How to complete this task:
With the pictures left out, write out exactly the lines of the listing below that run from the line with "Habitat-census task: mark the table" through the line with "Habitat-census task: mark the football".

Start of Material supplied

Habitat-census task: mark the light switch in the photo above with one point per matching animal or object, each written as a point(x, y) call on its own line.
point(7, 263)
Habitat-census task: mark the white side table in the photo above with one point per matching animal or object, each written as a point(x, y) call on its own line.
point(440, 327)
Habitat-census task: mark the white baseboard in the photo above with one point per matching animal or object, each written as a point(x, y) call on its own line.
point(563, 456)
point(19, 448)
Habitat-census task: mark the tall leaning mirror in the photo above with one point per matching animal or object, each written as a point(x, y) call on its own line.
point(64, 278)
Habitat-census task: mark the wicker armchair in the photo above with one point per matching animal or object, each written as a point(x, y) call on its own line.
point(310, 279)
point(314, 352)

End of Material supplied
Start of Material supplied

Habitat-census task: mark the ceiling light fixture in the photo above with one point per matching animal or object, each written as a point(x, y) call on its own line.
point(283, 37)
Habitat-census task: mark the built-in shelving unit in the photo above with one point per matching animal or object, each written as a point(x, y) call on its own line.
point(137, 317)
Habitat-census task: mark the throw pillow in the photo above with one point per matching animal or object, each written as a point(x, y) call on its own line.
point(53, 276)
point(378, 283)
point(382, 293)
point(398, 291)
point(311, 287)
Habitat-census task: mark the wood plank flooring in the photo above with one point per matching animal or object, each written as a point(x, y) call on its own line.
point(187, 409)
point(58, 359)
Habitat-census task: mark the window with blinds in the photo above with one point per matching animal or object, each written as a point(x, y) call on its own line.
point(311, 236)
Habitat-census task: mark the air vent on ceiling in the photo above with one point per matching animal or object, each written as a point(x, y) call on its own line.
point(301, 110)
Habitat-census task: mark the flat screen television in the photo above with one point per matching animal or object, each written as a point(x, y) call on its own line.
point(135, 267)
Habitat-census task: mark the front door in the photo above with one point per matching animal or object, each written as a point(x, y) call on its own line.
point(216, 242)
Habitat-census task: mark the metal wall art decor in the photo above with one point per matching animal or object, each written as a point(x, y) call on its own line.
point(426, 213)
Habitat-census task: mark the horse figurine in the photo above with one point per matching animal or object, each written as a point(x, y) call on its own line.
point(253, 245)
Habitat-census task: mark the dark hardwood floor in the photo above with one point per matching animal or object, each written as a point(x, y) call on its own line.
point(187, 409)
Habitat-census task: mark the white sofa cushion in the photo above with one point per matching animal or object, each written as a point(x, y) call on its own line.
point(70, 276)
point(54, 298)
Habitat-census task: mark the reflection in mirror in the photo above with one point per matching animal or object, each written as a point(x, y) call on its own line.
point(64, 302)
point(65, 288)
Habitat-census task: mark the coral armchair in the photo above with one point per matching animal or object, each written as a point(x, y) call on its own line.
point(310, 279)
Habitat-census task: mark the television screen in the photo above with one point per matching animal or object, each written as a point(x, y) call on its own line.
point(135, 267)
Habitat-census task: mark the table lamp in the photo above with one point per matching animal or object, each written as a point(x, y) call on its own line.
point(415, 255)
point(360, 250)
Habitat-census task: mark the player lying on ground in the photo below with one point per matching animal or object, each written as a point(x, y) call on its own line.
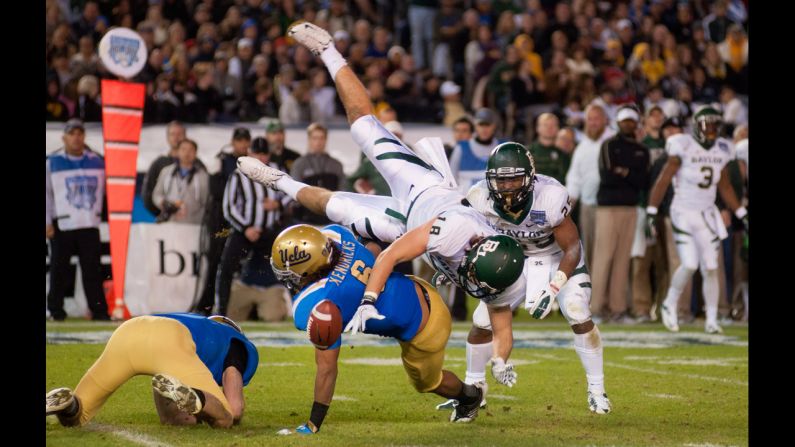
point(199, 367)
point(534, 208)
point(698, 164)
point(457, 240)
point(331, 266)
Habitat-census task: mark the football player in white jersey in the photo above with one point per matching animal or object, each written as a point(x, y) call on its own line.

End of Material supplied

Answer:
Habitat-census task: mark the table lamp in the photo above with one point per matching animal or object, each written as a point(x, y) call on its own line.
point(415, 255)
point(360, 250)
Habitat-census task: mark the player lying on ground in the photo below with one point per matching animal or object, each written as a point(x, y) call on its own line.
point(199, 367)
point(534, 208)
point(698, 164)
point(457, 240)
point(331, 266)
Habitat-census task: mark the football player in white jersey in the photo above with one point per matching animal or object, each written as a point(x, y) call on its own line.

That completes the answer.